[Entries on locating named things]
--

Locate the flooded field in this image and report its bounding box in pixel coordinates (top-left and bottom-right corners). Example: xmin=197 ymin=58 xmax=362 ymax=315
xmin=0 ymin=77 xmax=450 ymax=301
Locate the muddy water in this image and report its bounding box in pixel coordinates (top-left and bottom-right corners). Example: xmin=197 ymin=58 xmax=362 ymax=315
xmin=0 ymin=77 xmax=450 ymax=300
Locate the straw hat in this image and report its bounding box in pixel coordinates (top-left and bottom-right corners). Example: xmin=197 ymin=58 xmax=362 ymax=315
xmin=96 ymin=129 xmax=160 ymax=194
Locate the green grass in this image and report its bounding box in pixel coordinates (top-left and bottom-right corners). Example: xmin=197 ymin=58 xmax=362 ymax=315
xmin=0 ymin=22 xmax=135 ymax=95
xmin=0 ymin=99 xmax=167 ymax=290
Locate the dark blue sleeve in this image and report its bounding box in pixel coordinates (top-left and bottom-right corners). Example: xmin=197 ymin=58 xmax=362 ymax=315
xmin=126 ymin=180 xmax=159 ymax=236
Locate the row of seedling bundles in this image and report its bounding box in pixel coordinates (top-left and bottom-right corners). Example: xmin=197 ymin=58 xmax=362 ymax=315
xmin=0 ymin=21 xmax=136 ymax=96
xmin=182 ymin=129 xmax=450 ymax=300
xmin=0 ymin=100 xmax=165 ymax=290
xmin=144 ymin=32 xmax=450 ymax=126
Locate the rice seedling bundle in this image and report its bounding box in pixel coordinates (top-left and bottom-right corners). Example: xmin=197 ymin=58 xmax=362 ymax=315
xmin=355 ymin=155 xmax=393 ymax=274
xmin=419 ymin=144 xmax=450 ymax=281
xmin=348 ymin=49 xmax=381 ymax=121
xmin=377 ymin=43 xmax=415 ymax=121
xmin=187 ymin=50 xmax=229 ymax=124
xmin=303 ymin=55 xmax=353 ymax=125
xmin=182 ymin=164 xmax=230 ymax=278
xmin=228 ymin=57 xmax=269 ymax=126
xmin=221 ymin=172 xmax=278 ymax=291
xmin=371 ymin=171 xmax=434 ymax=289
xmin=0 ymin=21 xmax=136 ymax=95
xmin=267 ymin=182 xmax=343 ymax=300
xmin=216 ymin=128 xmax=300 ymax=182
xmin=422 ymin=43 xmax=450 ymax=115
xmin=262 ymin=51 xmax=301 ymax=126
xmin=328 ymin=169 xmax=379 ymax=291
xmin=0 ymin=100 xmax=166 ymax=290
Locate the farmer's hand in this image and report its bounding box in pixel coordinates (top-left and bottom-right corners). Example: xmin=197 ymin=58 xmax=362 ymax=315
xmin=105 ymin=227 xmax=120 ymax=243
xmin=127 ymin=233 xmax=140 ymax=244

--

INSTRUCTION:
Copy the items from the line containing "Locate the green" through the last item, requests included, shifting every bounding-box coordinate in the answers by -94.

RESULT OF THIS TASK:
Locate the green grass in this image and report its bounding box in pixel coordinates (top-left and bottom-right corners). Example: xmin=197 ymin=58 xmax=362 ymax=315
xmin=-94 ymin=-72 xmax=41 ymax=1
xmin=-94 ymin=5 xmax=73 ymax=196
Locate the dark blue sleeve in this image and report its bounding box in pixel coordinates (top-left and bottom-right corners). Example: xmin=197 ymin=58 xmax=362 ymax=315
xmin=32 ymin=86 xmax=65 ymax=142
Locate the row of seedling bundles in this image and report its bounding box in pixel coordinates (top-left and bottom-right corners). Example: xmin=197 ymin=58 xmax=362 ymax=315
xmin=-94 ymin=-73 xmax=42 ymax=2
xmin=88 ymin=35 xmax=356 ymax=206
xmin=-94 ymin=6 xmax=71 ymax=196
xmin=50 ymin=-62 xmax=356 ymax=32
Locate the rice seedling bundle in this image and report its bounding box in pixel coordinates (top-left and bottom-right corners). Example: xmin=197 ymin=58 xmax=362 ymax=315
xmin=261 ymin=61 xmax=299 ymax=180
xmin=325 ymin=50 xmax=356 ymax=187
xmin=254 ymin=-45 xmax=287 ymax=27
xmin=283 ymin=-51 xmax=321 ymax=27
xmin=93 ymin=-44 xmax=135 ymax=30
xmin=209 ymin=-39 xmax=259 ymax=31
xmin=88 ymin=70 xmax=136 ymax=184
xmin=134 ymin=-37 xmax=175 ymax=32
xmin=127 ymin=78 xmax=184 ymax=197
xmin=277 ymin=77 xmax=340 ymax=195
xmin=-94 ymin=-73 xmax=42 ymax=1
xmin=173 ymin=88 xmax=249 ymax=206
xmin=122 ymin=34 xmax=206 ymax=88
xmin=328 ymin=-51 xmax=356 ymax=21
xmin=168 ymin=-43 xmax=207 ymax=32
xmin=234 ymin=75 xmax=285 ymax=197
xmin=-94 ymin=6 xmax=72 ymax=196
Locate the farmer's hand in this image and report its bounding box in pixel coordinates (top-left and bottom-right corners). Example: xmin=197 ymin=58 xmax=362 ymax=315
xmin=11 ymin=133 xmax=26 ymax=149
xmin=33 ymin=139 xmax=46 ymax=150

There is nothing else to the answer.